> **WHAT NEEDS TO BE DONE**
Which lines in the entries below contain the string "path", with case counting? Copy out each of those lines.

> **LISTED RECORDS**
*** Begin section ***

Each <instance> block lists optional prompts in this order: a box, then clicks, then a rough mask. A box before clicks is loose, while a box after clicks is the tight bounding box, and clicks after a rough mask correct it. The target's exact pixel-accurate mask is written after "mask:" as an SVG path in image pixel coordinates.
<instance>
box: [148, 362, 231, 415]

*** End section ***
*** Begin section ***

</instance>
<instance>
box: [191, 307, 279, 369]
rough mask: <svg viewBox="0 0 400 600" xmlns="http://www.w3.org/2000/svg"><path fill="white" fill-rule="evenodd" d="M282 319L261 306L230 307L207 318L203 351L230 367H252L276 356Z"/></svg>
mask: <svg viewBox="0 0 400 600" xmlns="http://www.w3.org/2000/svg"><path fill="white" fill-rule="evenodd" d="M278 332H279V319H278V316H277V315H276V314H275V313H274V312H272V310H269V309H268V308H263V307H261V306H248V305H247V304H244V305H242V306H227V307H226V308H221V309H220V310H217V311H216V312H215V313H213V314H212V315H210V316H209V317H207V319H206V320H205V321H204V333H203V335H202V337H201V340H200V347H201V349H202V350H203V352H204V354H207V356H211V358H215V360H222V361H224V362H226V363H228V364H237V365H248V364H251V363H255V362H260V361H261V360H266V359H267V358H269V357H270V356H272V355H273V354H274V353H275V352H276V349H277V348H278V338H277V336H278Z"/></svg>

*** End section ***

> **RESULT OF THE TASK**
Each <instance> block lists optional prompts in this order: a box, then clicks, then a rough mask. A box before clicks is loose, while a box after clicks is the tight bounding box, and clicks after a rough mask correct it. The target's exact pixel-accurate mask is written after "mask:" as an SVG path in image pixel coordinates.
rough mask: <svg viewBox="0 0 400 600" xmlns="http://www.w3.org/2000/svg"><path fill="white" fill-rule="evenodd" d="M282 319L261 306L230 307L207 318L203 351L230 367H252L276 356Z"/></svg>
mask: <svg viewBox="0 0 400 600" xmlns="http://www.w3.org/2000/svg"><path fill="white" fill-rule="evenodd" d="M278 332H279V319H278V316H277V315H276V314H275V313H274V312H272V310H269V309H268V308H263V307H261V306H248V305H247V304H244V305H242V306H227V307H226V308H221V309H220V310H217V311H216V312H215V313H213V314H212V315H210V316H209V317H207V319H206V320H205V321H204V333H203V335H202V337H201V340H200V347H201V349H202V350H203V352H204V354H207V356H211V358H215V360H222V361H224V362H226V363H228V364H237V365H248V364H251V363H255V362H260V361H261V360H266V359H267V358H269V357H270V356H272V355H273V354H274V353H275V352H276V349H277V348H278V338H277V336H278Z"/></svg>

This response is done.